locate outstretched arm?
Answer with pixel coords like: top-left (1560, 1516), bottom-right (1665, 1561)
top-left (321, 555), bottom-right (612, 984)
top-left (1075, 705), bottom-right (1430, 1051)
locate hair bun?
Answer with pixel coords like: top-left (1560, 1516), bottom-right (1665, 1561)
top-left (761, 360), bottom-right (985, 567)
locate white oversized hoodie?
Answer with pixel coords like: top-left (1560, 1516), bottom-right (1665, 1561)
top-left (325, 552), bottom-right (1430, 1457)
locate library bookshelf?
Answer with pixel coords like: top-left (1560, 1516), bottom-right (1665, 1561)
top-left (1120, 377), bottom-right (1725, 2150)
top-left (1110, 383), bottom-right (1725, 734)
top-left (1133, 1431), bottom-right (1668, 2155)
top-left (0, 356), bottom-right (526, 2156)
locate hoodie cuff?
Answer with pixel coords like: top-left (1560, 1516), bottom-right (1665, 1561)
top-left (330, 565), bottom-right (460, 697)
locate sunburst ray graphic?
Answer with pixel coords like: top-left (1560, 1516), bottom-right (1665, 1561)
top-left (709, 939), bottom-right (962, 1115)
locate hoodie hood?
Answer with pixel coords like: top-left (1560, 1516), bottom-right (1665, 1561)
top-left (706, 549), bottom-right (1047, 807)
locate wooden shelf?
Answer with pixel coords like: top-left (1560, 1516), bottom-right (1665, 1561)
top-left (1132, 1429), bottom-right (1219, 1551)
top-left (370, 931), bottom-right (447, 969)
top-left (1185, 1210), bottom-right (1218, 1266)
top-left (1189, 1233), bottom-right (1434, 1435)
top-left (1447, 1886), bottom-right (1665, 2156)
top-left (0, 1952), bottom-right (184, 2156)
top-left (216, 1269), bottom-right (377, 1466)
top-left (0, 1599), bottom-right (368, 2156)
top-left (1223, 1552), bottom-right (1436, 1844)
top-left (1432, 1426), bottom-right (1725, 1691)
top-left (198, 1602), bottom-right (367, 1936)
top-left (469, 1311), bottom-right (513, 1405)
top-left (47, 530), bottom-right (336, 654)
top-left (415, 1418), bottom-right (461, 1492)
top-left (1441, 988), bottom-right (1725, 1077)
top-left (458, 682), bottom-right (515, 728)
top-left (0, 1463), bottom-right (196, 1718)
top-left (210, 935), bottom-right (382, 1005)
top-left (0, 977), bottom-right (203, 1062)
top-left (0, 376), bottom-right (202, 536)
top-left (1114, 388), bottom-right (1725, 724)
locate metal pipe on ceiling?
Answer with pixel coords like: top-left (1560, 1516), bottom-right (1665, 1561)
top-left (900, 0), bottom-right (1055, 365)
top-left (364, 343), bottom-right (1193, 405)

---------------

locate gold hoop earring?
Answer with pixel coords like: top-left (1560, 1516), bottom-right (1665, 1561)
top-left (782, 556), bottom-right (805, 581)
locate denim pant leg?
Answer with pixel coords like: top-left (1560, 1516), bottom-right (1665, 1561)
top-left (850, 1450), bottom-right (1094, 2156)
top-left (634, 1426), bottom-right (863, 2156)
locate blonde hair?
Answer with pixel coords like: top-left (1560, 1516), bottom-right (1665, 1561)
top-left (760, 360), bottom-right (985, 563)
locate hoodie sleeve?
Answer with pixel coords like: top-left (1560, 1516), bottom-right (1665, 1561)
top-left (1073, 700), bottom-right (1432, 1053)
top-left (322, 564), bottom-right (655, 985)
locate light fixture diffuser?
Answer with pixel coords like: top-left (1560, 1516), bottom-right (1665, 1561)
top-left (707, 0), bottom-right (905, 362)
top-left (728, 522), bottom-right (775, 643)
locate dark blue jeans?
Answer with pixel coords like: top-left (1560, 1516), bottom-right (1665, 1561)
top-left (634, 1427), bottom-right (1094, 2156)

---------------

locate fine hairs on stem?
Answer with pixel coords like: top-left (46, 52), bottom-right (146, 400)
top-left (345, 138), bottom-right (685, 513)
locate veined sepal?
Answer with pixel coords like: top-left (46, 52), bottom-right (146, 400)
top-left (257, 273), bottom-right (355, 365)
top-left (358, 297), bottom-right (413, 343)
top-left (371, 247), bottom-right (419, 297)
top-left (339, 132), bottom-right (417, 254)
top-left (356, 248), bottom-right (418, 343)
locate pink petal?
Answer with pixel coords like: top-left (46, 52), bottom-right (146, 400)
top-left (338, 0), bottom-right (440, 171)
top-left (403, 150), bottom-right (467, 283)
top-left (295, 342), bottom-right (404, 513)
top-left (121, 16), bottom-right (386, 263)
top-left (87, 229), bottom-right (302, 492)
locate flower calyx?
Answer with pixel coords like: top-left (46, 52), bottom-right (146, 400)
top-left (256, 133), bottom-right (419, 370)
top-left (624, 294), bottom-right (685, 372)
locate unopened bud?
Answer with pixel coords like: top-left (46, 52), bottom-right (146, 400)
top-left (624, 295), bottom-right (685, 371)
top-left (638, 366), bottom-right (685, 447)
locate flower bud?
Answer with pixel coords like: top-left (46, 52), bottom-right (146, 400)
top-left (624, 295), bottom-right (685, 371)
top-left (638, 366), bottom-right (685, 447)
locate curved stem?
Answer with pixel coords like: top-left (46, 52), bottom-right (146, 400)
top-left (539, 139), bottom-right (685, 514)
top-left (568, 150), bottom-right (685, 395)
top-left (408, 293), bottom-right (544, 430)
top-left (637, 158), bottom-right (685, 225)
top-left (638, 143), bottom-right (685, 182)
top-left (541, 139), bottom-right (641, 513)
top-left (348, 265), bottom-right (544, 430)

---------------

Work to be completed ->
In how many lines of the records does the word "flower" appear? Answer with the number only.

Completed exercise ->
2